Instructions to follow:
Change every "tank track" to "vehicle track" in the material below and give it back with everything else left unchanged.

(Stored data)
·····

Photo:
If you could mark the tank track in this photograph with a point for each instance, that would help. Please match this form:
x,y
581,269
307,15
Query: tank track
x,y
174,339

·····

Result:
Photo:
If you could mark the vehicle track in this photograph with a point for each instance, that would help. Please match this form:
x,y
581,269
307,15
Query: vehicle track
x,y
174,339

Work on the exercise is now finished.